(TASK GOAL): Can you find every line in the items below that contains the word "button" and copy each one?
-- start --
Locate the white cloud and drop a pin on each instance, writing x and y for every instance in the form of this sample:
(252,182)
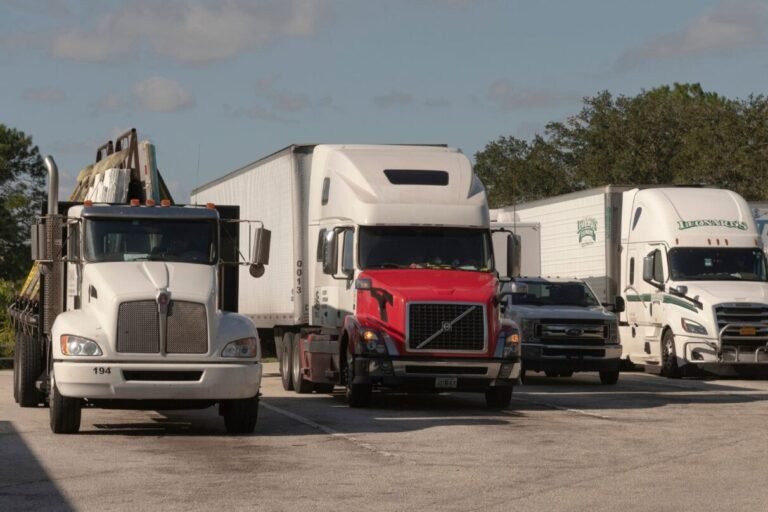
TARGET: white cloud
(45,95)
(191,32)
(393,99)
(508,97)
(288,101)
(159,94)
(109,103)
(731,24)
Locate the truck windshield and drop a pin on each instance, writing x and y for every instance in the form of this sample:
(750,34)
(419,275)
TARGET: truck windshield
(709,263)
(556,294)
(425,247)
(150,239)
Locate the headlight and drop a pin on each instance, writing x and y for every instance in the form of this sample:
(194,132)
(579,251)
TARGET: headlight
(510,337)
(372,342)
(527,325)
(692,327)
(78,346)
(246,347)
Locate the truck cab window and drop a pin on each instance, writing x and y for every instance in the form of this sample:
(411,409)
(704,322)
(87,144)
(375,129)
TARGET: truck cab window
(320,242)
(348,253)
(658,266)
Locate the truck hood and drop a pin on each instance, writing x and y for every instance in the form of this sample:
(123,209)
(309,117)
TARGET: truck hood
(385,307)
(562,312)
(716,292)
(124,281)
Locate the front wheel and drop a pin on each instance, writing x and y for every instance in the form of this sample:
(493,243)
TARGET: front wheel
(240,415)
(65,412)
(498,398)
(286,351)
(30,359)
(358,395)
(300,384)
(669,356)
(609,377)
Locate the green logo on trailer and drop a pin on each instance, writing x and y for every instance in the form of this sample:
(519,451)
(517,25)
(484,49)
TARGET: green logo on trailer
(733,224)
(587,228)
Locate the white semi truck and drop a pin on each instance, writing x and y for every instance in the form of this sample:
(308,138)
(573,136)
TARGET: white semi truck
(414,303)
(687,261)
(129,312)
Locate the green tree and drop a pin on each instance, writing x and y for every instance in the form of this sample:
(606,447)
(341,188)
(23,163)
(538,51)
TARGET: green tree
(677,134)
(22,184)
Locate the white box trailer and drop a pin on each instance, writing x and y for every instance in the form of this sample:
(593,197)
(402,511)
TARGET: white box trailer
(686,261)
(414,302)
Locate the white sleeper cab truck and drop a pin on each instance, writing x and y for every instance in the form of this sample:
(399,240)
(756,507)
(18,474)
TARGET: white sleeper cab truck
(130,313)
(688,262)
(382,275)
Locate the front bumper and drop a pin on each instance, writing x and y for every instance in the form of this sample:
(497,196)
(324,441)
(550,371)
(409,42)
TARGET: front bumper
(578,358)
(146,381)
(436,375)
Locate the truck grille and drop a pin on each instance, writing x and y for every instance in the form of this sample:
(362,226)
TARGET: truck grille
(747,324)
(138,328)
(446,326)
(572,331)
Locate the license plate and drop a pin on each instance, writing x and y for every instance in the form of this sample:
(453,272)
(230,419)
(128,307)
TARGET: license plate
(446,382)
-- end --
-- start --
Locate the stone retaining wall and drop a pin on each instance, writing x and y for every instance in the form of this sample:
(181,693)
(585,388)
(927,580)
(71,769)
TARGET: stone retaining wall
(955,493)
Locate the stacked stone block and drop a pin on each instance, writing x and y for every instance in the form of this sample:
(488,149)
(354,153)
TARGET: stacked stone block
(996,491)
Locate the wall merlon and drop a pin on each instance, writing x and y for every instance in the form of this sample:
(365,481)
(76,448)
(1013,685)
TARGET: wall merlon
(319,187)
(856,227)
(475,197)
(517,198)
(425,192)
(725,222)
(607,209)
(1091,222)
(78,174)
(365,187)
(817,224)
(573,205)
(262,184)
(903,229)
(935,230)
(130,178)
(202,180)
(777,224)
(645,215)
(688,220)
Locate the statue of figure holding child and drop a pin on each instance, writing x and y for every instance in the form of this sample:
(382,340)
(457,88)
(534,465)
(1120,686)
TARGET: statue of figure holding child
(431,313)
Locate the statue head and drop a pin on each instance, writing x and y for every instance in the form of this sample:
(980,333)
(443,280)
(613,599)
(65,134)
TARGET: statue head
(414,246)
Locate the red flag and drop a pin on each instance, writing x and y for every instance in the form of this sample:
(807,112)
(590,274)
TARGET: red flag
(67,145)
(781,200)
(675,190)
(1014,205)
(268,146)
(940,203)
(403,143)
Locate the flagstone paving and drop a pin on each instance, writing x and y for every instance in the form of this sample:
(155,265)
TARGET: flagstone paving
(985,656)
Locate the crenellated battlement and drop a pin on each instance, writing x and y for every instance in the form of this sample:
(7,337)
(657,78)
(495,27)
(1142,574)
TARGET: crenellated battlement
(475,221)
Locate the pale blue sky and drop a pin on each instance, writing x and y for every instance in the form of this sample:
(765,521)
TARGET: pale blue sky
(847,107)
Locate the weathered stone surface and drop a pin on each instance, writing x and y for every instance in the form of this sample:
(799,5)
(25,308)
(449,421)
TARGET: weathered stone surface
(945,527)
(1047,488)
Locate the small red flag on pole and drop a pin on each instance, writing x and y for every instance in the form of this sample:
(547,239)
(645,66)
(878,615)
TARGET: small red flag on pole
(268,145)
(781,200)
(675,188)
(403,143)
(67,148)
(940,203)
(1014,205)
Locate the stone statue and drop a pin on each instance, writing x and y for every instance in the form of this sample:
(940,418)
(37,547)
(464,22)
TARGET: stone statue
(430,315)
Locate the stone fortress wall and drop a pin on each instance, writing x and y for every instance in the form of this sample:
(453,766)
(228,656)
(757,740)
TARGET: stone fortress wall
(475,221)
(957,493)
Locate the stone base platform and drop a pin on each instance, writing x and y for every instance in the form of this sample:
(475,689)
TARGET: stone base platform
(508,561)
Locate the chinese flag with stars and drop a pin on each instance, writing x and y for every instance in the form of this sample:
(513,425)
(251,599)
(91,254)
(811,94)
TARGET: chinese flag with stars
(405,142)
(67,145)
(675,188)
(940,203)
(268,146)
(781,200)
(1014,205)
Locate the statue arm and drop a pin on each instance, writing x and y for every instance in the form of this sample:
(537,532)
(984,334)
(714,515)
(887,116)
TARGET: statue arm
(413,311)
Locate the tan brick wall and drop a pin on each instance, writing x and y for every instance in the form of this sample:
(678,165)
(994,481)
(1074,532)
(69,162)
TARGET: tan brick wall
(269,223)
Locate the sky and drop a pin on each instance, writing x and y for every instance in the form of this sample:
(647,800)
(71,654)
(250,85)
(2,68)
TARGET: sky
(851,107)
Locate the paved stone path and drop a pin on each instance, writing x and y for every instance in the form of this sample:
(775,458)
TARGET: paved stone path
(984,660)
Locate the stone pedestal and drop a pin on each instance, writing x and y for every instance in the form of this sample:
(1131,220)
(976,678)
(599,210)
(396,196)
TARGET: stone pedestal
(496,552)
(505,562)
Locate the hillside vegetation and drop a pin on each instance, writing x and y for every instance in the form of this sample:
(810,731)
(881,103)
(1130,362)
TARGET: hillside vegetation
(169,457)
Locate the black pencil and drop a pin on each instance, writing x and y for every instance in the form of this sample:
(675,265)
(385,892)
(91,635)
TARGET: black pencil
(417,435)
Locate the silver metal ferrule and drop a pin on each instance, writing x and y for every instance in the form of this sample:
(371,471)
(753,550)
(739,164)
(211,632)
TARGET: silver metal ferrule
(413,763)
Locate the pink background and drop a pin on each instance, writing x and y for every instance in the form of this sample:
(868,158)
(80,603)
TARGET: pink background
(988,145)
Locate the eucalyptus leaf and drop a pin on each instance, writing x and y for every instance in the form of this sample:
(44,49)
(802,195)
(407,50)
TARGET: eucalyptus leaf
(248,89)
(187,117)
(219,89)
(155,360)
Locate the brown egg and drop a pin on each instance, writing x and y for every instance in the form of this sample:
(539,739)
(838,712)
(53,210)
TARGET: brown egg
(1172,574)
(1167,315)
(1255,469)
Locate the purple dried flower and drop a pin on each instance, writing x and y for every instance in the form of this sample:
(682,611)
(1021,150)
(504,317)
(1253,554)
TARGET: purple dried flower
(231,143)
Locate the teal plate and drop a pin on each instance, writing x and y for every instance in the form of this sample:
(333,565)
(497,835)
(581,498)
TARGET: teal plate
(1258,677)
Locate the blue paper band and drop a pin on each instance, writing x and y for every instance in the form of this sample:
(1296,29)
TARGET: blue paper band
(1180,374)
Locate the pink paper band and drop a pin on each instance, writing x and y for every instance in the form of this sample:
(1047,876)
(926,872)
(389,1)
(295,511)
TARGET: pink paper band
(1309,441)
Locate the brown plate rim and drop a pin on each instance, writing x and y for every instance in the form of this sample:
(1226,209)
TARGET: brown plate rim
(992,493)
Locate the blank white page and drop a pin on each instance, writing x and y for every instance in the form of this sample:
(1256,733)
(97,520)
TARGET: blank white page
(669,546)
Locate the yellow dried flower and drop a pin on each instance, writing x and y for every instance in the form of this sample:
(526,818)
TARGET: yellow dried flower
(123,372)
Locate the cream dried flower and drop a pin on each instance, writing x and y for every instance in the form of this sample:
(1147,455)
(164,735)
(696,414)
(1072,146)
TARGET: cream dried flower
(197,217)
-- end --
-- start --
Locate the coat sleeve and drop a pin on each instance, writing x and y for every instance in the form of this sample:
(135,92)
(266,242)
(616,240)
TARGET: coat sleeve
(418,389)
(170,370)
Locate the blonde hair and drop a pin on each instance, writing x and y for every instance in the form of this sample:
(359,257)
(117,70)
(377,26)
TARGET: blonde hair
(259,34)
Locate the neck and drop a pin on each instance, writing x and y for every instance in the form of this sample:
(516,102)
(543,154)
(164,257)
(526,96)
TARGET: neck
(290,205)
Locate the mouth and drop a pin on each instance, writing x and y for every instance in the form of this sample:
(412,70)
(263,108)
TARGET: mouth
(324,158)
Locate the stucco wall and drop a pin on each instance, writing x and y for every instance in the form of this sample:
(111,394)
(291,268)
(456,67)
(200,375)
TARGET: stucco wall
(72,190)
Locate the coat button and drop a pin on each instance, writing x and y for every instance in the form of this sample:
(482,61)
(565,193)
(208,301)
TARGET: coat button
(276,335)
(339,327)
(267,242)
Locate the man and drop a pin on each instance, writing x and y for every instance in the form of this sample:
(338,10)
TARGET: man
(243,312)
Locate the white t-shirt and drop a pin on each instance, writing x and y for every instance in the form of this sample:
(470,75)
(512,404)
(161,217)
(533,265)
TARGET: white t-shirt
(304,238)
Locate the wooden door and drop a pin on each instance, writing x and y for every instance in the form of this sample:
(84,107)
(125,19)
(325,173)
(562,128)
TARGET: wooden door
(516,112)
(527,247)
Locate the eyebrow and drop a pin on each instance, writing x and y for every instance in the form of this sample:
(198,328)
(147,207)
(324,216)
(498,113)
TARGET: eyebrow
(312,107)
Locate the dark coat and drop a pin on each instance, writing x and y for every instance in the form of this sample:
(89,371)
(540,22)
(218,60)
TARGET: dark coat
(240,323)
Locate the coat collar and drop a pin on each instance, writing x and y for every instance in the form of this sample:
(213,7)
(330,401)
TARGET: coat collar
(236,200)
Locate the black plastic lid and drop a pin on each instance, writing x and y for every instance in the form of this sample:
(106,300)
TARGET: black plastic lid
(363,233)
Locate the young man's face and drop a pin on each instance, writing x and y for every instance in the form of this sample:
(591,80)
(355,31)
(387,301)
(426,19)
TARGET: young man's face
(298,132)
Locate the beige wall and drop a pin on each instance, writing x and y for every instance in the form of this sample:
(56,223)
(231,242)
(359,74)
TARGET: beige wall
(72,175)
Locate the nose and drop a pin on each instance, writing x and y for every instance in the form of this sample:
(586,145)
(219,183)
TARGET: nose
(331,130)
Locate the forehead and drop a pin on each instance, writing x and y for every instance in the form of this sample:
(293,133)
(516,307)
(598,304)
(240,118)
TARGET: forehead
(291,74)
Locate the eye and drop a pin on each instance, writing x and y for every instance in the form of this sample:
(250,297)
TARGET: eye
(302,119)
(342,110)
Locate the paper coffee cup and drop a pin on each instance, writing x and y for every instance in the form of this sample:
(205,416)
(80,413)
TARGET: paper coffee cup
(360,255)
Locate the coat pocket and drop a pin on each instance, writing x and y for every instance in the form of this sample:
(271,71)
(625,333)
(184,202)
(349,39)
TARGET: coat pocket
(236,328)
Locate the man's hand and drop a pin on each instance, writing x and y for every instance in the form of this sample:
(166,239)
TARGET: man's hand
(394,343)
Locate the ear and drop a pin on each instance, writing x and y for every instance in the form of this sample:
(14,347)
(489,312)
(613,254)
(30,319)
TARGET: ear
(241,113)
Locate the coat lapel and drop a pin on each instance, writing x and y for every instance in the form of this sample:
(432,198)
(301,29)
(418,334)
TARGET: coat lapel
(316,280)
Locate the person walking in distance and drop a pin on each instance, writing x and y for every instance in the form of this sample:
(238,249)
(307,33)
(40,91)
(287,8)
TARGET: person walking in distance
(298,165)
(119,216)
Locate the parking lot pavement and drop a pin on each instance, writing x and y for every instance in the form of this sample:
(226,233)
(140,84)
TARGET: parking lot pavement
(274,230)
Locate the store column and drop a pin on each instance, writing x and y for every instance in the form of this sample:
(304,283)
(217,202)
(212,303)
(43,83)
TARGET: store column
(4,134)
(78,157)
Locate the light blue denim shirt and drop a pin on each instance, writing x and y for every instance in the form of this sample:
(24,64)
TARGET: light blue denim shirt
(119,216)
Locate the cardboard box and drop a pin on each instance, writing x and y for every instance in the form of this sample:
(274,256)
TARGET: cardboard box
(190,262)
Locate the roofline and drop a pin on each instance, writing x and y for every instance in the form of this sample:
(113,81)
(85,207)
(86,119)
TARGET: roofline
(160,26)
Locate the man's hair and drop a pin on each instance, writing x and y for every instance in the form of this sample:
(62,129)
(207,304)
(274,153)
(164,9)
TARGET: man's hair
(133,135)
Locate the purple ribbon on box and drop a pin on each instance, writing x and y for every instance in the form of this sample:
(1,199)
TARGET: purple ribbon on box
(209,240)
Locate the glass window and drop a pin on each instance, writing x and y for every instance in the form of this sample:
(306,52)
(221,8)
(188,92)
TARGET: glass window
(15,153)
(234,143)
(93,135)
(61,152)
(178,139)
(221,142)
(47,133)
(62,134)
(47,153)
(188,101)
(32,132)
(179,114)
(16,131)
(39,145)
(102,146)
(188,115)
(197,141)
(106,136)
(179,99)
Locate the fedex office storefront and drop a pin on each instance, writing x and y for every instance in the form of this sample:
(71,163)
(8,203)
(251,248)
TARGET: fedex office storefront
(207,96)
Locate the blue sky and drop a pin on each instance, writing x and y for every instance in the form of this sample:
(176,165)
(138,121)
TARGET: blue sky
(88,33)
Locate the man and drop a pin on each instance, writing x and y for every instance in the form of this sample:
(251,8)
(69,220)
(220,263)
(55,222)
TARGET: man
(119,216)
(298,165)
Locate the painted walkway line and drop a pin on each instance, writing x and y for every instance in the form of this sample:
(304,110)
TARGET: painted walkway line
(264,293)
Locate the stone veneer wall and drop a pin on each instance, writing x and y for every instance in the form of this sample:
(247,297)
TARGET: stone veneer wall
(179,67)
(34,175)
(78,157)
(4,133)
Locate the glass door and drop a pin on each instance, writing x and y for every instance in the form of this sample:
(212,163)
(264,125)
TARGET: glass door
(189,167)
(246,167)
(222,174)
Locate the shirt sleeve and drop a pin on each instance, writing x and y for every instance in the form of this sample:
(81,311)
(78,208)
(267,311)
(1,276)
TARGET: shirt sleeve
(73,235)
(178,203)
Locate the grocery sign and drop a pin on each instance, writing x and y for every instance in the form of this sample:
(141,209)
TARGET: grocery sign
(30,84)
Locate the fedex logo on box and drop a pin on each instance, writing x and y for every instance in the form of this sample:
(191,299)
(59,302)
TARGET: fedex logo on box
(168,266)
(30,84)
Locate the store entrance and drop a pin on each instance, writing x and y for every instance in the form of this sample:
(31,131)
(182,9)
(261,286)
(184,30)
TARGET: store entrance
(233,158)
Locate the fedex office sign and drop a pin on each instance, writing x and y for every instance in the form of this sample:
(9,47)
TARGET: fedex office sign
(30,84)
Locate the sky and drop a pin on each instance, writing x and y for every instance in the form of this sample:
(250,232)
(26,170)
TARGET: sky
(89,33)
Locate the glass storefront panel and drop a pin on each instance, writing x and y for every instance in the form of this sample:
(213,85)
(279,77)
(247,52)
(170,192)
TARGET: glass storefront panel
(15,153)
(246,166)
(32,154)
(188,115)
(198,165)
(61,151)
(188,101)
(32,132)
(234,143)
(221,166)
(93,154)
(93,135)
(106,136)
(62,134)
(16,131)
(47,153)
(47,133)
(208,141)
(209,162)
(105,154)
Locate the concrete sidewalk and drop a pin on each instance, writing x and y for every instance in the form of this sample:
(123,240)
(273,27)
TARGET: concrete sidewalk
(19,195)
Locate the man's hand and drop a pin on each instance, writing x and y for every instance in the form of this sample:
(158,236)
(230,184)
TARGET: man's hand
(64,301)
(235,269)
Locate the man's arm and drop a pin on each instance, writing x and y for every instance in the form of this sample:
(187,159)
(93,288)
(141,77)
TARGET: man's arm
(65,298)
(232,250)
-- end --
(THE RESPONSE):
Locate the coat button and drop a pin on each instance, writing x and y for every instance in the form of this sample:
TARGET: coat button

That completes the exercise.